INSTRUCTIONS FOR THE TASK. Which lines in the rows below contain the string "black"? Pull out each of those lines and copy it in full.

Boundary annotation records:
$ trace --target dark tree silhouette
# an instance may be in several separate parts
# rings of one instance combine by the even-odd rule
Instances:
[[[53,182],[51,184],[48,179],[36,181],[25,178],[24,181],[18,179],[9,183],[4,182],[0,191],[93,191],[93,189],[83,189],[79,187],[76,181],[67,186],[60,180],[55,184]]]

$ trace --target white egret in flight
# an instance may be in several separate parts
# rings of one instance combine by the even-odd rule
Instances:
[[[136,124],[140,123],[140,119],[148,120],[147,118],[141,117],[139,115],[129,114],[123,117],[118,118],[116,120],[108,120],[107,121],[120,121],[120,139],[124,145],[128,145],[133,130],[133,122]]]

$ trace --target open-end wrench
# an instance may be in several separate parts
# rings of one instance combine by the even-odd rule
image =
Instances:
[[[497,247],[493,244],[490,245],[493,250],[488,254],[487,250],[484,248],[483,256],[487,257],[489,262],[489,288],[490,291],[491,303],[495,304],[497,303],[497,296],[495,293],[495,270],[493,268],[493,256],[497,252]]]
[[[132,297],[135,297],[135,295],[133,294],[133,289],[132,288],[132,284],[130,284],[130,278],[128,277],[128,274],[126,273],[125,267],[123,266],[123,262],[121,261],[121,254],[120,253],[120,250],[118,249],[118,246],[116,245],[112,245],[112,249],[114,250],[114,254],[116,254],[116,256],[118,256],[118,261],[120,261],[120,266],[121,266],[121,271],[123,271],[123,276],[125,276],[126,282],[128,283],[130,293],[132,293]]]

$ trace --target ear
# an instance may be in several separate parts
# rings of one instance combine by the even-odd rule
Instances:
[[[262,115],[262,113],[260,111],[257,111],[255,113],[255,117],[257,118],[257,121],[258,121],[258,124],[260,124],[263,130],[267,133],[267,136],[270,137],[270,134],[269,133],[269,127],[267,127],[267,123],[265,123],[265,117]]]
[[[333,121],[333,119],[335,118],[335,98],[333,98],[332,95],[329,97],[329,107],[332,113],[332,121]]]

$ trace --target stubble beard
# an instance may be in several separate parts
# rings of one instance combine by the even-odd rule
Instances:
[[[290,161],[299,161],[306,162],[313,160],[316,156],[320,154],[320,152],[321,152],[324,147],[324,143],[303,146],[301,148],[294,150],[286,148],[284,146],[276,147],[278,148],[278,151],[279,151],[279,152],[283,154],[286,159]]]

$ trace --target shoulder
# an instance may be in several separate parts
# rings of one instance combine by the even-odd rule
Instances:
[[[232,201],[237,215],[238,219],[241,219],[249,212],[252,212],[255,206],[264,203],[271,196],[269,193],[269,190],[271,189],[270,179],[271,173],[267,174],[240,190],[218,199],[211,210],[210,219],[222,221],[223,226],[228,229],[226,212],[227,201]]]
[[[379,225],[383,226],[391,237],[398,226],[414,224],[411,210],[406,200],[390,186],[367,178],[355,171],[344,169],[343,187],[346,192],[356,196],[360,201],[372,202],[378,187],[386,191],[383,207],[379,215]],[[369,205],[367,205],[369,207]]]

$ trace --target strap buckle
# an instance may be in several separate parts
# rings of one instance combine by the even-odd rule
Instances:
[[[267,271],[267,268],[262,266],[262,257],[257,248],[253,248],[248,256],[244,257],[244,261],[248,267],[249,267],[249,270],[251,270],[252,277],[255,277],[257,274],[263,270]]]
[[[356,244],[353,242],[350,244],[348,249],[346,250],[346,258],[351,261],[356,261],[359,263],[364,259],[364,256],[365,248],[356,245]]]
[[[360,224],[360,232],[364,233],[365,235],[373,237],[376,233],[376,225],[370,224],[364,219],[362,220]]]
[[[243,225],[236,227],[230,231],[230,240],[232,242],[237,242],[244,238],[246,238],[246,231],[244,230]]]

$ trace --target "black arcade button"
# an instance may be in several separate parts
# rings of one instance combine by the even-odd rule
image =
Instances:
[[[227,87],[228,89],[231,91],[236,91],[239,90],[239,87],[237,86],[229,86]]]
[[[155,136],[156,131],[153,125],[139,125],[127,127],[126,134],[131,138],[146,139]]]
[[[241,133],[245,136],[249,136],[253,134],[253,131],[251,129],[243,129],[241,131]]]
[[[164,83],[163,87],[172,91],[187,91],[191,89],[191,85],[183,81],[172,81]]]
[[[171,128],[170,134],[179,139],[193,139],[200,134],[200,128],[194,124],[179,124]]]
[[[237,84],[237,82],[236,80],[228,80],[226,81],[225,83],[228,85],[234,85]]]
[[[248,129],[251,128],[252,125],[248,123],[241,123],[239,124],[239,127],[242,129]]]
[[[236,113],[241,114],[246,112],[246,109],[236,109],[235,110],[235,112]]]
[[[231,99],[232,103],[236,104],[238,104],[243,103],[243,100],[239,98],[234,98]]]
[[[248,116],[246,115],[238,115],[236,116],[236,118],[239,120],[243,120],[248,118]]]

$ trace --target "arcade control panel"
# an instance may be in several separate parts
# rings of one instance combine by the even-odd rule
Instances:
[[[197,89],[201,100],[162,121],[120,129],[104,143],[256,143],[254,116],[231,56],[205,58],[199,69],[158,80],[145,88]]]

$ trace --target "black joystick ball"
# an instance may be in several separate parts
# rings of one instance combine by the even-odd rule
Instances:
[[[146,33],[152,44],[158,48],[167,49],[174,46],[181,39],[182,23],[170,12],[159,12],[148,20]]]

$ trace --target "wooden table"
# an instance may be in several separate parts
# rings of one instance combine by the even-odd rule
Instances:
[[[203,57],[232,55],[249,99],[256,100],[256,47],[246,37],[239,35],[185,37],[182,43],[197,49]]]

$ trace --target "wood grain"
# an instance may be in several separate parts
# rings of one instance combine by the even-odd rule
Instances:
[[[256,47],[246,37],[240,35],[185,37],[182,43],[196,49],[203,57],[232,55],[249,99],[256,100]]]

WORKED SOLUTION.
$ trace --target "black arcade button"
$ trace --target "black joystick ball"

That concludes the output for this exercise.